(YOUR INSTRUCTIONS)
Copy out, word for word, the lines of the records below, starting at the line containing "find bench |" and continuing through the end of the records.

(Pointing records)
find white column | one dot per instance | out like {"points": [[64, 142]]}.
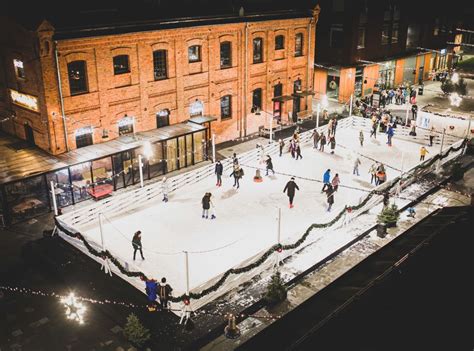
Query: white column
{"points": [[140, 166], [213, 147], [53, 195]]}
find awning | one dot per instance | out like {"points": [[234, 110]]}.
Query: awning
{"points": [[283, 98], [202, 119], [304, 93]]}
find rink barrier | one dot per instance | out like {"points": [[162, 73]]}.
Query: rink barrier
{"points": [[385, 187]]}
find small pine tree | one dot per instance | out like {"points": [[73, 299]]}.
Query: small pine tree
{"points": [[135, 332], [389, 215], [276, 290]]}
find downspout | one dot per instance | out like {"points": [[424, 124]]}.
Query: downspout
{"points": [[61, 94]]}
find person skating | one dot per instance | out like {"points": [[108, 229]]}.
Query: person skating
{"points": [[326, 179], [423, 153], [290, 190], [298, 151], [164, 293], [237, 173], [357, 163], [165, 189], [335, 182], [330, 196], [137, 244], [218, 172], [269, 163], [315, 137], [322, 142]]}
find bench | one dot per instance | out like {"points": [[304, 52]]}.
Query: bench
{"points": [[100, 191]]}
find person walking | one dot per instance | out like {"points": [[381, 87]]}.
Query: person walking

(SOLUTION FOR THIS PROBLEM)
find bench | one dot per instance | out like {"points": [[304, 52]]}.
Query: bench
{"points": [[100, 191]]}
find person walking | one dot per instance | out like {"points": [[381, 87]]}.
Query: person walking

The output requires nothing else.